*SUPPLIED TEXT*:
↓
It’s worth noting that one of it not the the largest current uses for hydrogen is for producing ammonia nitrate fertilizers, and that’s currently done with methane steam reformation, which produces an massive amount of co2 compared to the hydrogen. Just getting that demand replaced with green hydrogen would be a massive reduction in co2.

[–] garyo@lemmy.world 2 points 10 months ago

Biggest process-related emissions (i.e. not energy production, transportation, heating etc.): steel, concrete, plastics, and fertilizer. Together they use about 17% of all energy generated. All industrial energy use is about 23% of the total. See https://www.epa.gov/ghgemissions/sources-greenhouse-gas-emissions

[–] silence7@slrpnk.net 1 points 10 months ago

Milorganite all over again

This stuff is great, but quantities that are available don't suffice to replace the Haber-Bosch process for production of nitrogen fertilizer.

The bigger plan is the use of green hydrogen as an input to fertilizer manufacture.

[–] oDDmON@lemmy.world 1 points 10 months ago

That last sentence is rather jarring.

[–] CubitOom@infosec.pub 0 points 10 months ago (2 children)

Um... Why do we need to produce fertilizer? Animals make poop pretty easily and compost just needs to be turned frequently to make something to help plants grow.

Seems to me maybe these companies could adopt regenerative farming techniques is they are really concerned.

[–] fpslem@lemmy.world 3 points 10 months ago* (last edited 10 months ago)

Animal husbandry is a challenge in and of itself, introduces additional disease vectors, and has a carbon load of its own.
↑
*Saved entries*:
↓
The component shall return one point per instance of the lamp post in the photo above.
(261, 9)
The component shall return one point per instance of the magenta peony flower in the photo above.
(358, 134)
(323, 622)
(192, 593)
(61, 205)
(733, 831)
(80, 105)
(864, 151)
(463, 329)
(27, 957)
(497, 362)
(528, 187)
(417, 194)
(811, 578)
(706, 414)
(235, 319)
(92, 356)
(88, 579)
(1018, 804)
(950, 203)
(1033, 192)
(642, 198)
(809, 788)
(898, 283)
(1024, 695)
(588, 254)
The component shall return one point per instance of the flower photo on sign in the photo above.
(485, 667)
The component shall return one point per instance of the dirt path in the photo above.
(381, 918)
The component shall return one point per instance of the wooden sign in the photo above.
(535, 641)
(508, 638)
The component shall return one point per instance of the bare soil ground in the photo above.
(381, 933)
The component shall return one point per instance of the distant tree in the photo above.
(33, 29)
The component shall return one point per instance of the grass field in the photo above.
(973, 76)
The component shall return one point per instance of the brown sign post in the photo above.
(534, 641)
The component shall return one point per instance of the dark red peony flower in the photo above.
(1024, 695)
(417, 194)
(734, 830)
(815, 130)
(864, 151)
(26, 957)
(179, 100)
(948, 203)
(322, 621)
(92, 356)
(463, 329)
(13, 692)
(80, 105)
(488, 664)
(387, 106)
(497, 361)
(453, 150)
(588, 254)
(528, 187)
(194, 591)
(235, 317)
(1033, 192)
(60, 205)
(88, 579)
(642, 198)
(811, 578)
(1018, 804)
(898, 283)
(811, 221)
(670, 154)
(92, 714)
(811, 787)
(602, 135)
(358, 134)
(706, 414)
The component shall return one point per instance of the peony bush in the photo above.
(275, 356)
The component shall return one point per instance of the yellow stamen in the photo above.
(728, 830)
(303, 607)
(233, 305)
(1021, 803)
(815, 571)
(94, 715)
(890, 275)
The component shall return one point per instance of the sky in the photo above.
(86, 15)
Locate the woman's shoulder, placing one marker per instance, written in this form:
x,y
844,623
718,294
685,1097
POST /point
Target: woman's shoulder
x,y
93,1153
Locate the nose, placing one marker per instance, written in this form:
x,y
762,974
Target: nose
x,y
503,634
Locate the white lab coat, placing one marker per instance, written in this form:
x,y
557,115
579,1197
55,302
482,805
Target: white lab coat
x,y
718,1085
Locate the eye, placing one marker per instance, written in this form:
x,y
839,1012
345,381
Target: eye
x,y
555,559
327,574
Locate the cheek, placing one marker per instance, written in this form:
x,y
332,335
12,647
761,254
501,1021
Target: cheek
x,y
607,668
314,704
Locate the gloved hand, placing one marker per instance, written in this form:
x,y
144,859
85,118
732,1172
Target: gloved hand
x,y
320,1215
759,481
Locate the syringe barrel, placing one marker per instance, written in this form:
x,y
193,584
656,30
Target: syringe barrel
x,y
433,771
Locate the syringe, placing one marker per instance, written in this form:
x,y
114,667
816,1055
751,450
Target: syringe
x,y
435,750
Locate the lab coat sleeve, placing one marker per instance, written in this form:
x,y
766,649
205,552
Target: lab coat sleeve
↑
*TASK A*: Condense the paragraph of the fertilizer thread that begins "Biggest process-related emissions" into a short list that keeps its main facts.
*TASK B*: Please retype the part of the fertilizer thread starting with "Seems to me" and going on through "10 months ago)".
The saved entries have no connection to the fertilizer thread.

*EXERCISE RESULT A*:
- Biggest process-related emission sources (not energy production, transportation, heating, etc.): steel, concrete, plastics, and fertilizer
- Together they use about 17% of all energy generated
- All industrial energy use is about 23% of the total
- Source: https://www.epa.gov/ghgemissions/sources-greenhouse-gas-emissions

*EXERCISE RESULT B*:
Seems to me maybe these companies could adopt regenerative farming techniques is they are really concerned.

[–] fpslem@lemmy.world 3 points 10 months ago* (last edited 10 months ago)